╔══

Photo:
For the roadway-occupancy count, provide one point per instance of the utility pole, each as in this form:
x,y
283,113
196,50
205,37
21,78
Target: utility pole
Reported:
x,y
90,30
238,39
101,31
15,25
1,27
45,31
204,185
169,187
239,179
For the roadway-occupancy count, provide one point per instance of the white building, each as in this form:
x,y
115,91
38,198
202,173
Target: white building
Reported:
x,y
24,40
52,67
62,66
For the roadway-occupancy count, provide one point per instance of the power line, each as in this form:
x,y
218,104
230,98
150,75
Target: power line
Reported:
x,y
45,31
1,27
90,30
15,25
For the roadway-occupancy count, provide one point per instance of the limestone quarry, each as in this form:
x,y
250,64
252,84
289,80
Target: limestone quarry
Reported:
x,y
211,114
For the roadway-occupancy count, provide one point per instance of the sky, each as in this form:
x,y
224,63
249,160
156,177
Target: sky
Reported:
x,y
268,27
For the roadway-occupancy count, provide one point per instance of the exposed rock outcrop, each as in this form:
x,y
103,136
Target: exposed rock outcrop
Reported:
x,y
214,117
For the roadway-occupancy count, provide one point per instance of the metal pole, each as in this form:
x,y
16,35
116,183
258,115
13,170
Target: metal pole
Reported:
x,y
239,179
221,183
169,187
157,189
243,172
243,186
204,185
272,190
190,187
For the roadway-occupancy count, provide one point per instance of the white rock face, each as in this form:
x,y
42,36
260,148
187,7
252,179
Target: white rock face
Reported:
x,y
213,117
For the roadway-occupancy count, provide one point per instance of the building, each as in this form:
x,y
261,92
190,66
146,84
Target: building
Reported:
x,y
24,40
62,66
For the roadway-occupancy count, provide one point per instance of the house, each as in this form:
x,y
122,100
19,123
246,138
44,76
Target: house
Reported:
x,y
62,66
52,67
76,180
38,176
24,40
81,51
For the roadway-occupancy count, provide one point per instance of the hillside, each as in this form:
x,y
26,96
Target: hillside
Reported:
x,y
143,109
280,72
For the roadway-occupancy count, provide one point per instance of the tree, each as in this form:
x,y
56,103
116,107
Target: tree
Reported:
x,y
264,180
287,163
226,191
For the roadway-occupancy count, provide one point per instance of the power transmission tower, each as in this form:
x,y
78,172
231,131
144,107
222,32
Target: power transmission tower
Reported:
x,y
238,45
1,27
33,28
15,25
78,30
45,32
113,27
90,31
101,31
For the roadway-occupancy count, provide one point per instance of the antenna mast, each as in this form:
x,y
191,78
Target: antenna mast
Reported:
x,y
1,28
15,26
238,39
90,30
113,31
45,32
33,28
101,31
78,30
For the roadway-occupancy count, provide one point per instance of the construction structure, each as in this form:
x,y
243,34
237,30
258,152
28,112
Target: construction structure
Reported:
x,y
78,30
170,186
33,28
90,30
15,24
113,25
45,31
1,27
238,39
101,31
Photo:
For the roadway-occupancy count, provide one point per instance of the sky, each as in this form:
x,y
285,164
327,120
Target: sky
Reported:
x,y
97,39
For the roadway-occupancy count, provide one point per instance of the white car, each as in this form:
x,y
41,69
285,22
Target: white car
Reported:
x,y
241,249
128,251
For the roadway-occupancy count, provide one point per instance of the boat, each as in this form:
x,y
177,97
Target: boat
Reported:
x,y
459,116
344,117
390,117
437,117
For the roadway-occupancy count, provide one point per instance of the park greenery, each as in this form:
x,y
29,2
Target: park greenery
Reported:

╚══

What you will do: Write out all the records above again, exactly as they stand.

Written answer:
Photo:
For the roadway-occupancy count, provide one point per instance of the utility pole, each as in this form:
x,y
283,113
196,50
205,37
21,78
Target: utility pole
Reported:
x,y
90,30
238,39
101,31
15,25
1,27
45,31
204,185
169,187
239,179
For the roadway-occupancy count, provide one point per instance of the white building, each as in this form:
x,y
115,91
38,198
202,173
Target: white building
Reported:
x,y
24,40
52,67
62,66
For the roadway-occupancy count, provide one point per instance of the power line, each as in this form:
x,y
218,104
230,98
150,75
Target: power line
Reported:
x,y
45,31
1,27
90,30
15,25
For the roadway-occupancy count, provide one point per instance of the limestone quarry, each as in this form:
x,y
250,64
252,84
289,80
Target: limestone quarry
Reported:
x,y
211,114
For the roadway-occupancy count, provide one point per instance of the sky, each as in this form:
x,y
224,63
249,160
156,177
Target: sky
Reported:
x,y
268,27
For the roadway-occupancy count, provide one point per instance of the exposed rock outcrop, each as in this form:
x,y
103,136
Target: exposed rock outcrop
Reported:
x,y
214,117
For the roadway-occupancy count, provide one point per instance of the metal pole, each as in this form:
x,y
16,35
116,183
258,115
13,170
Target: metal pole
Reported:
x,y
239,179
221,183
169,187
157,189
243,172
243,186
204,185
272,190
190,187
For the roadway-occupancy count, provide one point per instance of the white rock face, each as in this form:
x,y
42,36
260,148
187,7
252,179
Target: white rock face
Reported:
x,y
213,117
For the roadway-occupancy count, provide one point per instance of the building, each as in this form:
x,y
261,92
190,66
146,84
Target: building
Reported:
x,y
24,40
62,66
For the roadway-occupancy count, provide one point per instance of the house, each as in this form:
x,y
122,100
19,123
246,138
44,76
Target: house
Reported:
x,y
62,66
52,67
76,180
38,176
24,40
81,51
For the roadway-occupancy count, provide one point per instance of the hillside, each as in this form:
x,y
26,96
Target: hillside
Reported:
x,y
143,109
280,72
For the roadway-occupancy count, provide one point per instance of the tree, each as in this form:
x,y
56,103
116,107
Target: tree
Reported:
x,y
264,180
287,163
226,191
For the roadway-occupancy count, provide one point per instance of the power transmission tower, each as in this form:
x,y
78,172
231,131
144,107
222,32
Target: power transmission tower
Reported:
x,y
238,45
1,27
33,28
15,25
78,30
45,32
113,27
90,31
101,31
For the roadway-occupancy count, provide one point per instance of the antenna mast, each as in this form:
x,y
191,78
Target: antenna mast
Reported:
x,y
1,28
15,26
238,39
90,30
113,31
45,32
33,28
101,31
78,30
For the roadway-occupancy count, provide one point per instance of the construction structure, each as in this form:
x,y
243,34
237,30
258,152
28,112
Target: construction structure
Reported:
x,y
78,30
170,186
33,28
90,30
15,24
113,25
45,31
1,27
238,39
101,31
Photo:
For the roadway-occupancy count, provide one point per instance of the sky, each as in this form:
x,y
285,164
327,120
Target: sky
Reported:
x,y
97,39
For the roadway-occupancy count, provide one point per instance of the white car, each as in this form:
x,y
41,69
285,22
Target: white car
Reported:
x,y
241,249
128,251
For the roadway-occupancy count, provide one point per instance of the boat, each as in this form:
x,y
177,97
Target: boat
Reported:
x,y
459,116
344,117
390,117
437,117
For the roadway-occupancy count, provide one point per instance of the park greenery, each as in this form:
x,y
29,2
Target: park greenery
Reported:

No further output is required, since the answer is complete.